Segment Start: Entries supplied
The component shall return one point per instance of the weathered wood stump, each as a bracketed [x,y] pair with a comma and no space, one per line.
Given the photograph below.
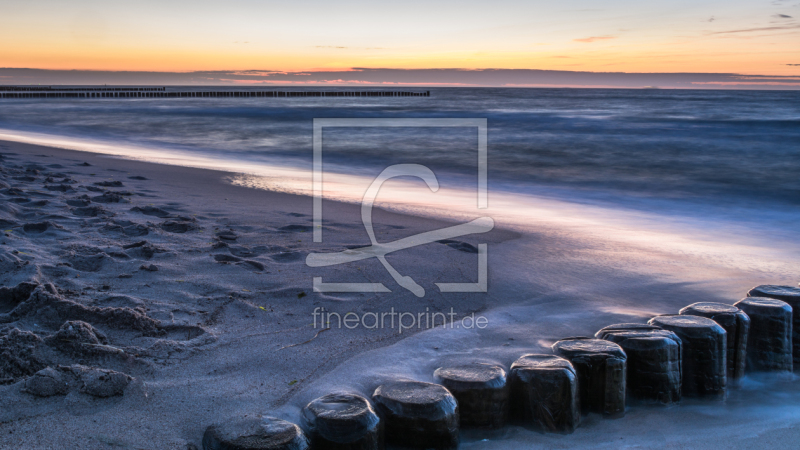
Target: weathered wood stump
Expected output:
[703,352]
[654,361]
[769,348]
[736,324]
[343,422]
[601,369]
[255,433]
[544,393]
[418,415]
[481,392]
[790,295]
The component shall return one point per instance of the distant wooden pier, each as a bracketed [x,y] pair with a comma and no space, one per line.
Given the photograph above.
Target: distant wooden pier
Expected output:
[32,92]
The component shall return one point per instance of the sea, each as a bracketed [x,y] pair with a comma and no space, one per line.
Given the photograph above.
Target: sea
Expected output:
[705,184]
[713,163]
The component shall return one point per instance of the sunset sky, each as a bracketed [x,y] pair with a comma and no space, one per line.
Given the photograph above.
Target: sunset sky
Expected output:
[731,36]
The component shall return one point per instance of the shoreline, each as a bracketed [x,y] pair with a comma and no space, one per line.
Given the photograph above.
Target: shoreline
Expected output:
[245,343]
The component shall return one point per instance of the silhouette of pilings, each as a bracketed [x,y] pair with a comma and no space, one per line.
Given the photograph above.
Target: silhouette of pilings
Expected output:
[14,92]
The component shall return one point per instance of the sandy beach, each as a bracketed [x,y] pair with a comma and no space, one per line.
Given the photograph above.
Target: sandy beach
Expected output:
[197,290]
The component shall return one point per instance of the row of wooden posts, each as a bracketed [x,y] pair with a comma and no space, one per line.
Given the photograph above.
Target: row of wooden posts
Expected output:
[698,353]
[72,94]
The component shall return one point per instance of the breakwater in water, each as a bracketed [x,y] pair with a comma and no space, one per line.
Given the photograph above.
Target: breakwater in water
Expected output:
[36,92]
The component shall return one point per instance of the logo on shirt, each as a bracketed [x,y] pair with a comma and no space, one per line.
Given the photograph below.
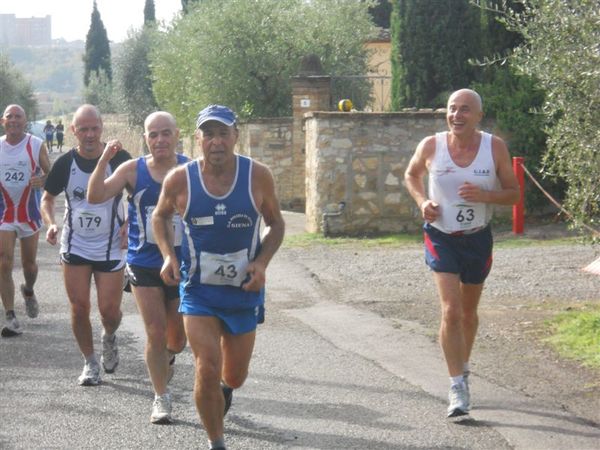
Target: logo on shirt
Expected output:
[240,221]
[202,221]
[79,193]
[220,209]
[446,171]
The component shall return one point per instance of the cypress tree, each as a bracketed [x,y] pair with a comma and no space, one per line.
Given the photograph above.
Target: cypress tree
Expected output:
[432,42]
[97,49]
[381,13]
[149,12]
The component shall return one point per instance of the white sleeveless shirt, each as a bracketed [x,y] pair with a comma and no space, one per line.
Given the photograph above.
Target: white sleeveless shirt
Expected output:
[445,177]
[91,230]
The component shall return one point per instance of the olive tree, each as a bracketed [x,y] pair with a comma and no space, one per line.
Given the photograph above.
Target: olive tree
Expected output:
[243,53]
[561,50]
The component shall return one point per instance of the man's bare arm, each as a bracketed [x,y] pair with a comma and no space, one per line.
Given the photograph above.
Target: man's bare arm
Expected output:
[101,189]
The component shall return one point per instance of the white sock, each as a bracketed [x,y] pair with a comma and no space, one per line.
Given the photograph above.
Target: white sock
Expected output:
[457,380]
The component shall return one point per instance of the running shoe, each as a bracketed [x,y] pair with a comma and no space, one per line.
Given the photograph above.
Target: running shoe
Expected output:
[228,395]
[171,369]
[90,375]
[457,397]
[11,327]
[31,305]
[110,353]
[161,409]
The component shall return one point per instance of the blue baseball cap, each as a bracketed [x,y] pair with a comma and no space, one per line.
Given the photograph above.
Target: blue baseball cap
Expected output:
[215,112]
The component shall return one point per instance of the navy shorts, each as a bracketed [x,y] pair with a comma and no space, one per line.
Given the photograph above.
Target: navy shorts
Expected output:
[235,320]
[468,255]
[113,265]
[148,277]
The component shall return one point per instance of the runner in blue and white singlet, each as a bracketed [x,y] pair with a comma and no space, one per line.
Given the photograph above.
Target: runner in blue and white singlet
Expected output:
[222,198]
[469,172]
[142,250]
[221,237]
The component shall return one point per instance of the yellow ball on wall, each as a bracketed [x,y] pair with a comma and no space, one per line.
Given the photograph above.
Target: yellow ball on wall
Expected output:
[345,105]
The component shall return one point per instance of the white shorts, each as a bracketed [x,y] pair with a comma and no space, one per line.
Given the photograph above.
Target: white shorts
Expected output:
[23,230]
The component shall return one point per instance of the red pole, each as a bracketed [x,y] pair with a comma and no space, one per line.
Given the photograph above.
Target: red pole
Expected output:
[519,208]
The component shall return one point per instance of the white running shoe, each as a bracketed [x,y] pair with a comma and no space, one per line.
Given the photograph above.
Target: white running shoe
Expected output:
[90,375]
[458,398]
[171,369]
[11,327]
[110,353]
[161,409]
[31,305]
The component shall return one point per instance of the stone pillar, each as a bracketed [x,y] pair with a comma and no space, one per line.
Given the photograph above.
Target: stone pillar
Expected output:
[311,91]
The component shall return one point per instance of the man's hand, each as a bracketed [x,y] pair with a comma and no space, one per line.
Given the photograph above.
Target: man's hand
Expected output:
[170,271]
[37,181]
[430,211]
[52,234]
[111,149]
[256,271]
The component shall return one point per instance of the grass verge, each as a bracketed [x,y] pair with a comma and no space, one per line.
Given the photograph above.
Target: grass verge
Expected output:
[406,239]
[576,334]
[390,240]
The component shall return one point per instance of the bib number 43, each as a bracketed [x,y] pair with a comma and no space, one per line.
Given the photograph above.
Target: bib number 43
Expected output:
[228,271]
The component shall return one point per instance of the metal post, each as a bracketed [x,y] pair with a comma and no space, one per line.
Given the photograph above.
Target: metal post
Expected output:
[519,207]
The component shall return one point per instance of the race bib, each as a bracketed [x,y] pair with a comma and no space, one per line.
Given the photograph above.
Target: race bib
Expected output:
[223,270]
[14,176]
[91,222]
[177,228]
[463,216]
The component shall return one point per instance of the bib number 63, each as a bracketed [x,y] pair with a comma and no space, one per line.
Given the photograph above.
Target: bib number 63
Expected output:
[465,214]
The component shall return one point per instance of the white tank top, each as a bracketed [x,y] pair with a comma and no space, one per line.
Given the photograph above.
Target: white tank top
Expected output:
[91,230]
[445,177]
[18,163]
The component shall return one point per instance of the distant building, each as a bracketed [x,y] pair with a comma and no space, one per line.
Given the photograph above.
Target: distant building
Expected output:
[25,31]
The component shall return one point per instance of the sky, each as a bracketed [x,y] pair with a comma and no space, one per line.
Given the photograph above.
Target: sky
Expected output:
[71,18]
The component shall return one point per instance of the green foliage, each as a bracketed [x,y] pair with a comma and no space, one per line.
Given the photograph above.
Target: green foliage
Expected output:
[149,12]
[576,334]
[14,88]
[561,50]
[133,79]
[381,13]
[432,43]
[388,240]
[186,5]
[97,49]
[99,92]
[242,53]
[515,101]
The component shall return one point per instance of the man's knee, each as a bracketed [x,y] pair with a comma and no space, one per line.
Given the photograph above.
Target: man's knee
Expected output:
[110,311]
[235,380]
[6,261]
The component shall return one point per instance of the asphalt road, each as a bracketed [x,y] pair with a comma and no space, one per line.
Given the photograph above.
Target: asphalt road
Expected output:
[324,376]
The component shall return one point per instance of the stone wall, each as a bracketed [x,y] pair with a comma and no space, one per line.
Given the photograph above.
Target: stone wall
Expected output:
[270,142]
[355,165]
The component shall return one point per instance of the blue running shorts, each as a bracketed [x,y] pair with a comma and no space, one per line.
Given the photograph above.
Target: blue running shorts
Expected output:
[235,321]
[468,255]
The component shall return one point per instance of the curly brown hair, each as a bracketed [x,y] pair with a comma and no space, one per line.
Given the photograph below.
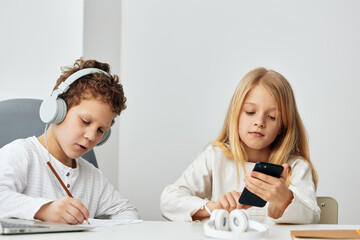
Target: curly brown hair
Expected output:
[95,85]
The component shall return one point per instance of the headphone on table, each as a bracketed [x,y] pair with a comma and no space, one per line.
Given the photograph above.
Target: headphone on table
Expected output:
[236,225]
[53,109]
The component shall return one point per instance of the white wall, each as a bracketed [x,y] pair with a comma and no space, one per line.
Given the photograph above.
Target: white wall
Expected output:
[35,43]
[181,61]
[102,42]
Segment End: Entries supplied
### Task instructions
Say how many lines in this listing hold the string "curly", giving the count and nothing more.

### Solution to the problem
2